═════ Data ═════

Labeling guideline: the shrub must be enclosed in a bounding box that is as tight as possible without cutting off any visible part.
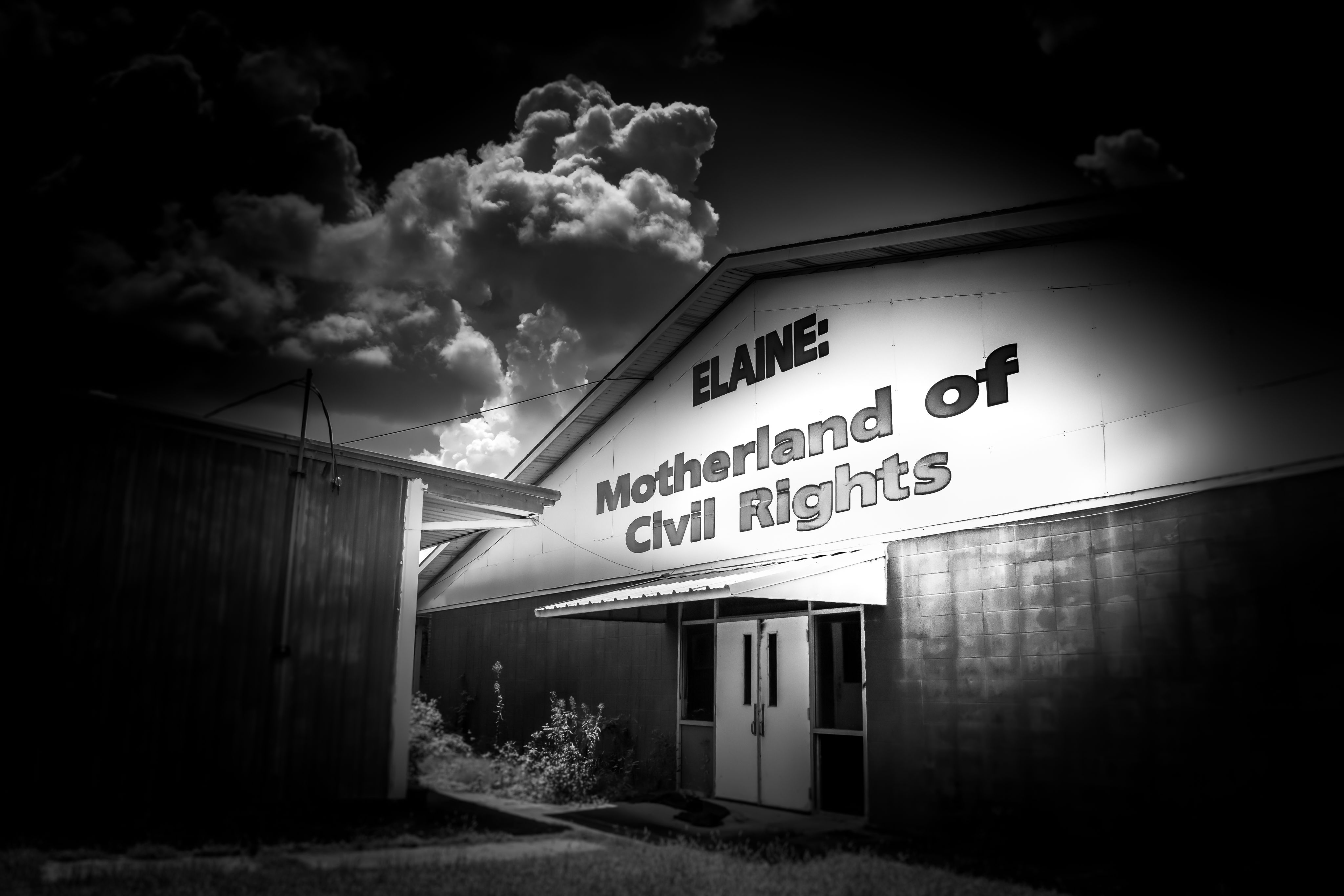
[496,691,636,803]
[410,693,471,775]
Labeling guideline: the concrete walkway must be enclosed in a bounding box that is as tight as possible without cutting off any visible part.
[300,837,605,870]
[433,791,866,842]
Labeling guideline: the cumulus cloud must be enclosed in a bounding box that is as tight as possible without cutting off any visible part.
[412,306,589,475]
[1074,128,1186,189]
[65,73,715,474]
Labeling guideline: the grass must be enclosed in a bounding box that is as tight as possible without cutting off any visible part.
[0,842,1070,896]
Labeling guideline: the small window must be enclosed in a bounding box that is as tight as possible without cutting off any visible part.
[813,613,863,731]
[769,631,780,707]
[682,626,714,721]
[742,634,754,707]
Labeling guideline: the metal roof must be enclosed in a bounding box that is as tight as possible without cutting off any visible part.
[422,196,1134,591]
[534,550,886,619]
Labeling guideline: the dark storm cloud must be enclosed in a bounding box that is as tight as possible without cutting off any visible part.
[32,13,718,473]
[682,0,769,66]
[1074,128,1186,189]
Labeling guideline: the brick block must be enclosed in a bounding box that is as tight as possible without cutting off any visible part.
[957,634,989,657]
[1050,532,1091,560]
[1087,508,1134,532]
[1016,631,1059,657]
[952,611,985,634]
[1176,513,1226,541]
[921,657,957,682]
[1059,626,1097,653]
[919,613,957,638]
[892,598,919,626]
[1093,551,1136,579]
[1050,514,1091,535]
[1055,579,1095,607]
[915,535,949,553]
[1134,518,1180,550]
[957,676,988,704]
[1059,653,1098,679]
[1021,653,1059,678]
[1177,541,1212,570]
[887,539,919,557]
[1020,607,1055,631]
[1138,599,1176,638]
[919,636,957,659]
[1018,584,1055,607]
[948,529,981,551]
[906,572,952,596]
[1016,560,1055,586]
[957,657,988,678]
[1093,525,1134,553]
[1106,653,1144,678]
[980,541,1019,567]
[980,563,1018,588]
[1097,600,1138,629]
[1016,523,1050,541]
[985,676,1021,704]
[923,678,957,704]
[982,610,1021,634]
[1137,572,1181,600]
[1051,555,1093,582]
[980,587,1018,613]
[1134,545,1180,572]
[951,545,980,572]
[1055,603,1093,631]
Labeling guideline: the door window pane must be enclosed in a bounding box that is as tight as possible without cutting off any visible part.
[682,626,714,721]
[813,613,863,731]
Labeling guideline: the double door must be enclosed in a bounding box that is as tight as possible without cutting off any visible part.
[714,615,812,811]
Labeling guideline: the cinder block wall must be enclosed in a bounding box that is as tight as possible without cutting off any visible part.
[421,598,677,758]
[867,470,1344,860]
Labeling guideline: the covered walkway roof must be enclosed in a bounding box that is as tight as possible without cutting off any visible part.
[535,548,887,621]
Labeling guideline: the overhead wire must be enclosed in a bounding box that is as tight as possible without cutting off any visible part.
[340,376,650,445]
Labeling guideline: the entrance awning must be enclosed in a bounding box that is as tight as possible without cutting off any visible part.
[535,548,887,619]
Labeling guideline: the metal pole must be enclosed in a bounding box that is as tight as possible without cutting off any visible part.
[276,367,313,658]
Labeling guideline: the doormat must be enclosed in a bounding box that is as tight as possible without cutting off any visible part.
[640,790,728,827]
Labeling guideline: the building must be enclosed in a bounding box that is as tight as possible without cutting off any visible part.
[0,396,559,831]
[419,198,1344,849]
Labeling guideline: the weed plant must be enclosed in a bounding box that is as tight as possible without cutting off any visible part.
[410,693,472,775]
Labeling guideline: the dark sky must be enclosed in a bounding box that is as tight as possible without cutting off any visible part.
[0,0,1332,474]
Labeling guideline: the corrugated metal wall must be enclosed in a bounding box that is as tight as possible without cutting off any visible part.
[421,596,677,759]
[3,404,405,803]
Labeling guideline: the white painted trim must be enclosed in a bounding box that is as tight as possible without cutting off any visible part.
[419,455,1344,613]
[419,516,537,532]
[387,480,426,799]
[417,539,453,572]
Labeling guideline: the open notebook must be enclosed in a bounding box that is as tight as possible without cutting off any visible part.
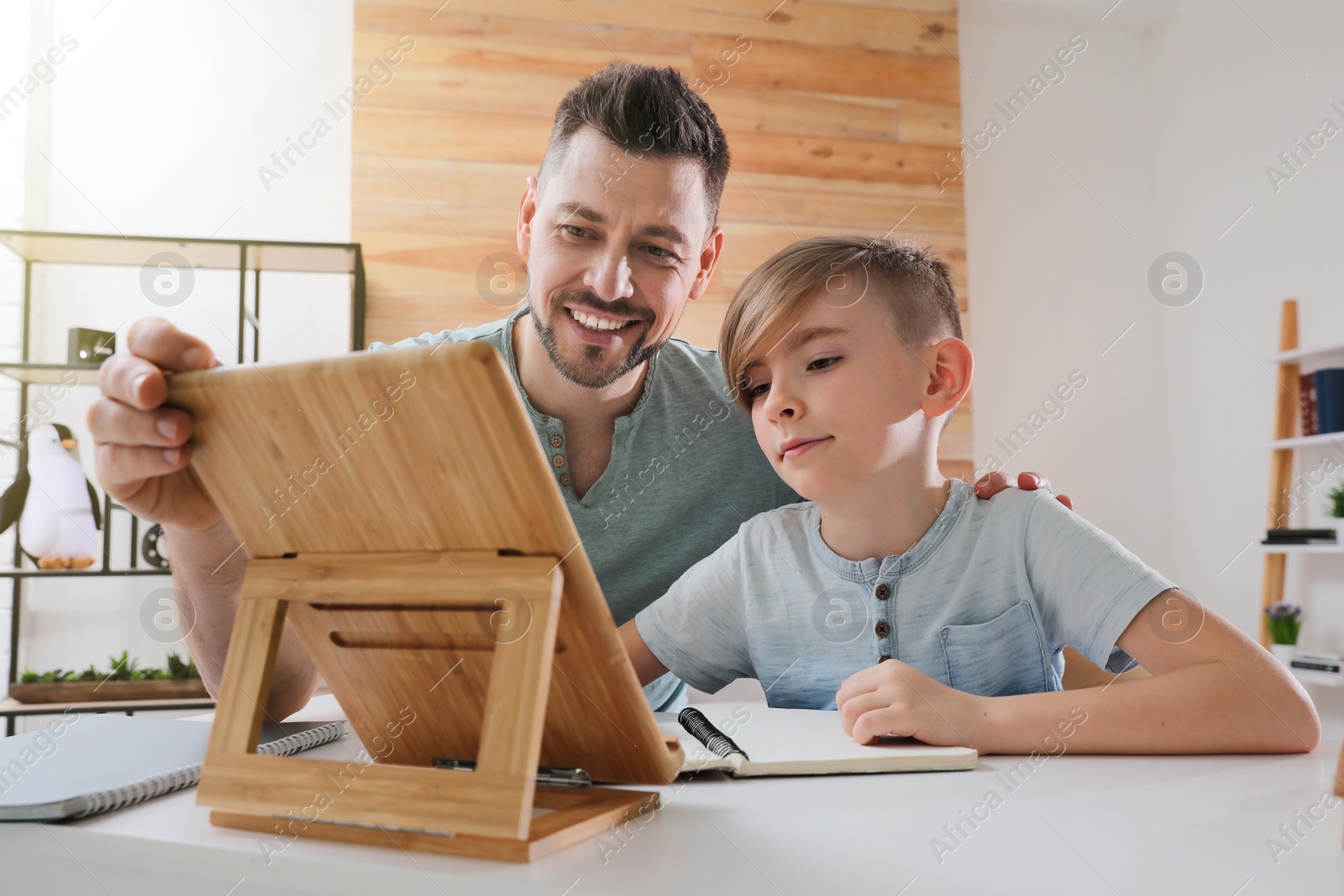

═════

Express the stretch of entries from the beginning through the line containing "[433,791,866,842]" as a JSON list of strings, one string per line with blank lines omitted. Leave the pictures out.

[Response for this exercise]
[
  "Labeling guideline: the shrub must be enclosed in a bounding box that is as tight as possible without cutting off any visible part.",
  "[496,691,636,803]",
  "[410,693,471,775]",
  "Labeling guideline: the concrete walkway must be enclosed in a bounding box that is as tight as possible without cutting off any visible part.",
  "[300,837,605,870]",
  "[433,791,866,842]"
]